Records excerpted from a collection:
• • • •

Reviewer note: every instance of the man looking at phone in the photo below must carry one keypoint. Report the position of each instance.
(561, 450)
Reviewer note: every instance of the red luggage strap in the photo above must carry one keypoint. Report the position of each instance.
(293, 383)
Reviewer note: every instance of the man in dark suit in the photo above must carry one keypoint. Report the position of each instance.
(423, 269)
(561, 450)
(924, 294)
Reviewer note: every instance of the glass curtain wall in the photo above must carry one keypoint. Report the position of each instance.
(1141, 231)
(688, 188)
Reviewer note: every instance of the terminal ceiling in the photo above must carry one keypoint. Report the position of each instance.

• • • •

### Problem
Restate the records above word for word.

### Result
Reviewer note: every instance of the man looking at phone in the photo below must carry one keypoint. Report the position of each instance.
(561, 450)
Reviewer note: every instance of the red luggage strap in the photo above must carry one keypoint. Report the position of each instance.
(293, 383)
Reviewer note: every instance of the man in dark suit in the photo above must carry one keypoint. Report the position of each instance.
(423, 269)
(561, 450)
(924, 294)
Reviewer note: every instance of the glass curtain wall in the photo above must carry one keypoint. Report the position of each instance.
(1141, 231)
(688, 188)
Reviewer note: every instance of the terminal ceiling in the photo above must carry one keypoint. Report the position of each instance.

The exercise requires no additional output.